### TEXTO:
......

Pero el almirante japonés, al cabo de más de cinco horas de combate agotador y con toda su flota en confusión por la necesidad de esquivar el diluvio de hierro que les había venido del cielo, había olvidado una regla básica del combate aeronaval. Donde había portaviones debía de haber también bombarderos en picado. Nagumo, acostumbrado a batir a los Devastator y Wildcat al nivel de las olas, había dejado de mirar hacia las nubes.

McClusky con 37 Dauntless del Enterprise había seguido el mismo rumbo que otras escuadrillas del Hornet, pero al virar en busca de la flota enemiga había tenido la fortuna de hallar la estela de un destructor japonés que se había quedado atrás y que ahora esprintaba para reunirse con sus hermanos mayores.

A más de 30 nudos, era la liebre que llevaba al galgo hasta la camada.

Paralelamente, el comandante Leslie con 17 Dauntless del Yorktown llegaba a tiempo a su cita con los barcos de Nagumo. Ambas formaciones, ocultas en las nubes a más de tres mil metros, atacaron en rutas opuestas y convergentes cuando los portaviones tenían a todos sus aparatos en cubierta o preparándose para ser izados. Los Dauntless de Leslie eligieron al Kaga como víctima y en apenas unos segundos, hacia las 10.30 de la mañana, el portaviones encajaba cuatro impactos directos, convirtiéndose en una carcasa flotante. Al mismo tiempo, los bombarderos de McClusky se ensañaban con el Akagi, el barco insignia de Nagumo, y el Soryu. El primero recibía dos impactos directos, convirtiendo al buque en una antorcha. Con todo, el Kaga sólo se hundiría tras horas de esfuerzos por apagar los incendios, a las 19.25, y el Akagi era hundido por los torpedos de los propios destructores japoneses al salir el sol del día siguiente. El almirante Nagumo había tenido que ser trasladado prácticamente a rastras al crucero Nagara, cuando ya se sentía moralmente derrotado.

......

### TUS TAREAS:
A. Indica cuántas líneas de las filas contienen la cadena "instruction", distinguiendo entre mayúsculas y minúsculas. Responde solo con el número.
B. Continúa, por favor, el texto sobre el ataque a la flota de Nagumo a partir de donde termina.

### Filas de contornos de regiones de imagen:
......

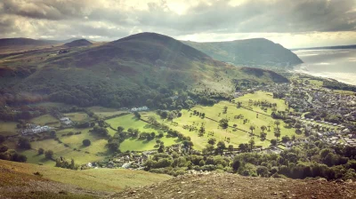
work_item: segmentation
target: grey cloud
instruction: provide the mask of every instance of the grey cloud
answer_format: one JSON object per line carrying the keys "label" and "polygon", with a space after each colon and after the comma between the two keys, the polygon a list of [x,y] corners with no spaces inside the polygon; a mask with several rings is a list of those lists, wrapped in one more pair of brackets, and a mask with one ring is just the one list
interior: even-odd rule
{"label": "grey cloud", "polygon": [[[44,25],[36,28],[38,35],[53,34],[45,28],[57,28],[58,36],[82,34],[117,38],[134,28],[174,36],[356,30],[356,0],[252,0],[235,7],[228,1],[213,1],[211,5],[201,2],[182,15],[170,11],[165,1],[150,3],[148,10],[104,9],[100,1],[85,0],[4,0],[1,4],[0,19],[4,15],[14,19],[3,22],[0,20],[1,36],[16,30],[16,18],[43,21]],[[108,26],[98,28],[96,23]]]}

......

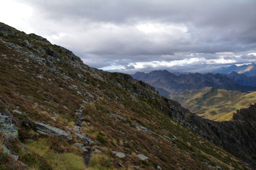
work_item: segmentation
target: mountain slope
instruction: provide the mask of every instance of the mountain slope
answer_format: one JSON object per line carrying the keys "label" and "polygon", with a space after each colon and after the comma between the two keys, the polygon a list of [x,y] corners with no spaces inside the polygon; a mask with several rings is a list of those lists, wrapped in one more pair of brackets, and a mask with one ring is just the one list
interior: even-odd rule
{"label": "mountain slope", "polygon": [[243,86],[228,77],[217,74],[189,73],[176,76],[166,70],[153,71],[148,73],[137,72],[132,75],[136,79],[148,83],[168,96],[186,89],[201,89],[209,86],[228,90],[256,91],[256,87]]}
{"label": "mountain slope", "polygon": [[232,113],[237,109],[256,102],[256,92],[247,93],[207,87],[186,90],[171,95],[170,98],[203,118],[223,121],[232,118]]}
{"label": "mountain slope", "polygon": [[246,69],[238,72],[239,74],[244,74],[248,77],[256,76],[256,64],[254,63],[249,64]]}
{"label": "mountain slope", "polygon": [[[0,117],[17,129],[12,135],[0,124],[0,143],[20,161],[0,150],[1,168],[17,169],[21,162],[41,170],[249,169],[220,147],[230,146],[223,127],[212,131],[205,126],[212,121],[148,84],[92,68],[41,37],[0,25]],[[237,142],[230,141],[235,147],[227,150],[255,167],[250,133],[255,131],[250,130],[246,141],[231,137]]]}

......

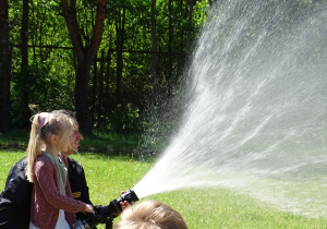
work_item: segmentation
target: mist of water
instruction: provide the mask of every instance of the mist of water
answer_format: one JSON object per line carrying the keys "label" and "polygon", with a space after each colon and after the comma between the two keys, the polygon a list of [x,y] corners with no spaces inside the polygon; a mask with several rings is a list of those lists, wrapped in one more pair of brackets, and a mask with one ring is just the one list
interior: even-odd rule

......

### RESPUESTAS:
A. 3

B.
Tras atacar al Akagi, los bombarderos de McClusky hacían tres blancos en el Soryu, cuya única indicación de que el cielo volvía a ser enemigo había procedido de las explosiones en el primer buque atacado.

El capitán Yaginamoto optaría por hundirse con su barco a las 19.13 empuñando la bandera y la espada de ceremonial. Con los tres grandes buques, casi 2.000 marinos se enterraban en las aguas y cerca de 200 aparatos les acompañaban al costo de sólo 9 de los aviones norteamericanos. Poco después de las 10.30, de los cuatro portaviones japoneses sólo quedaba a flote el Hiryu, mandado por el vicealmirante Yamaguchi. De su cubierta despegaban a las 11 h. 18 bombarderos Val con 6 Zero de escolta. El radar, con una detección de 20 minutos de vuelo, negaba el efecto sorpresa y la caza americana hacía trizas al grueso de esta fuerza; sin embargo, seis de los bombarderos hicieron tres impactos en el Yorktown, que, alcanzado en las calderas, quedaba inmóvil veinte minutos después del ataque.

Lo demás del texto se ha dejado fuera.